Exercise task —
Quote word for word the lines of the material below, starting with the line containing "of the prairie" and ending with the line containing "of the yellow", both of those lines included.

Exercise data —
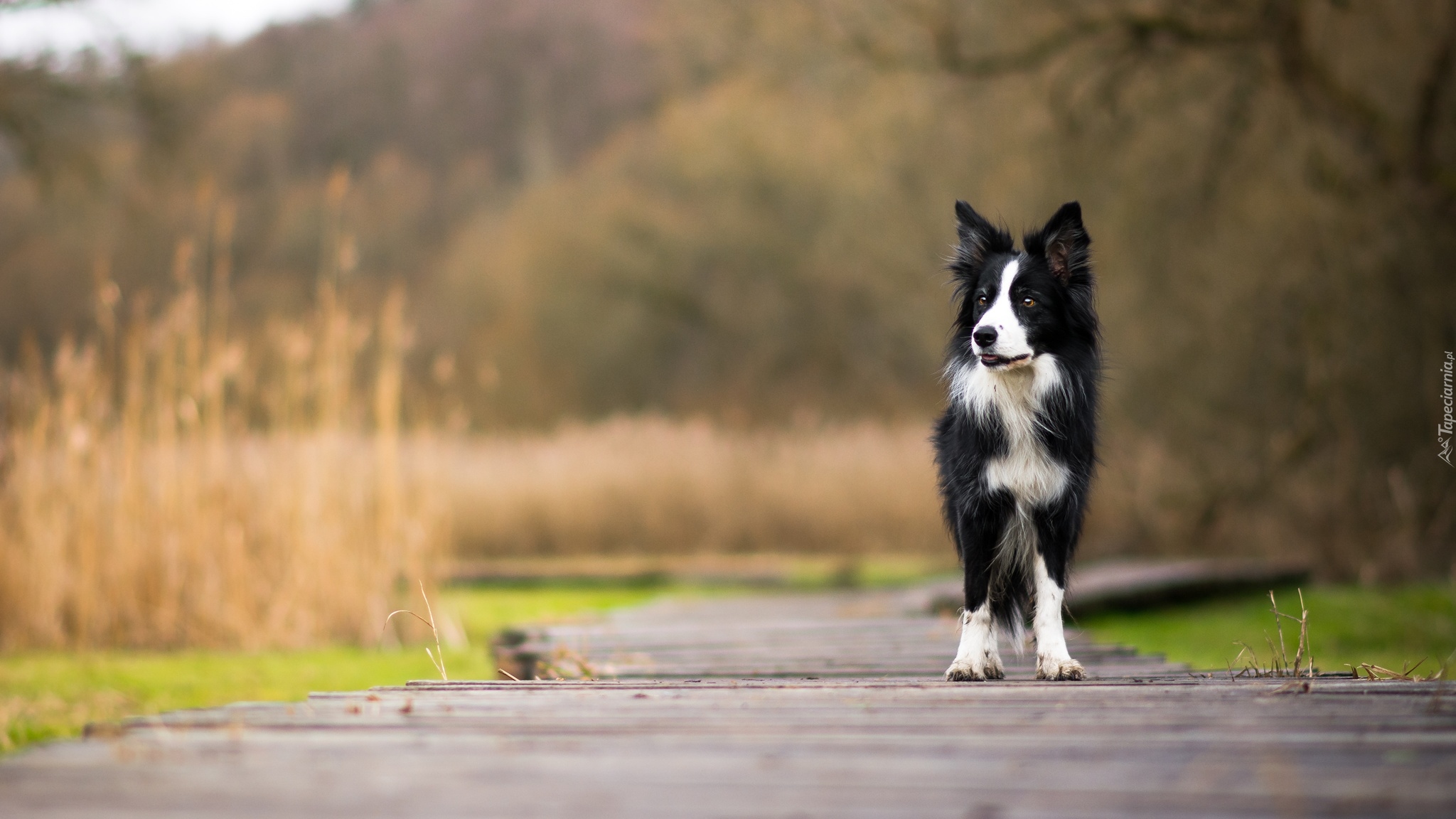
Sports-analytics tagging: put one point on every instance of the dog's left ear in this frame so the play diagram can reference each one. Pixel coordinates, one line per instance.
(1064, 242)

* * *

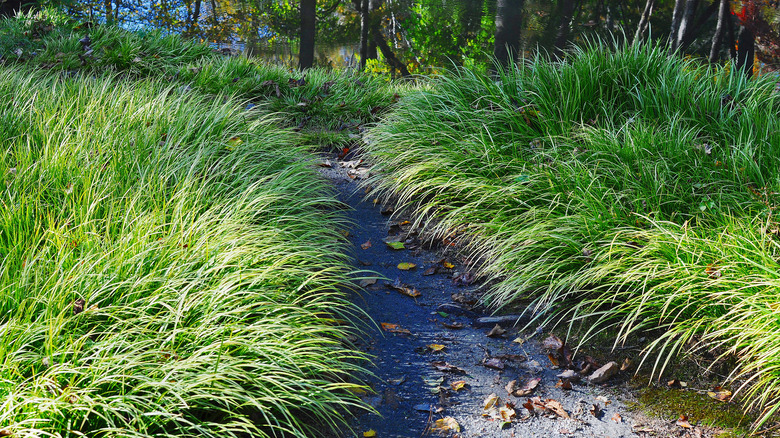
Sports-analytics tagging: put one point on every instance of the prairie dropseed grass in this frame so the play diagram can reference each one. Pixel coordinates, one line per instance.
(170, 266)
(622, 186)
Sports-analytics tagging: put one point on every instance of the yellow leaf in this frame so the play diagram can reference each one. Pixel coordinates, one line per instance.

Answer for this exercise —
Sports-analytics tagging: put one point on every instance of the prairie dropseed grass in this frame so the play diagram can reference each one. Pixel coordinates, one line per instance.
(170, 266)
(622, 186)
Sports-analytics tagging: put one point on every instance of the yellow leaf in this frame so the play diagram can reference each one. Pixel coordinates, one line per instance.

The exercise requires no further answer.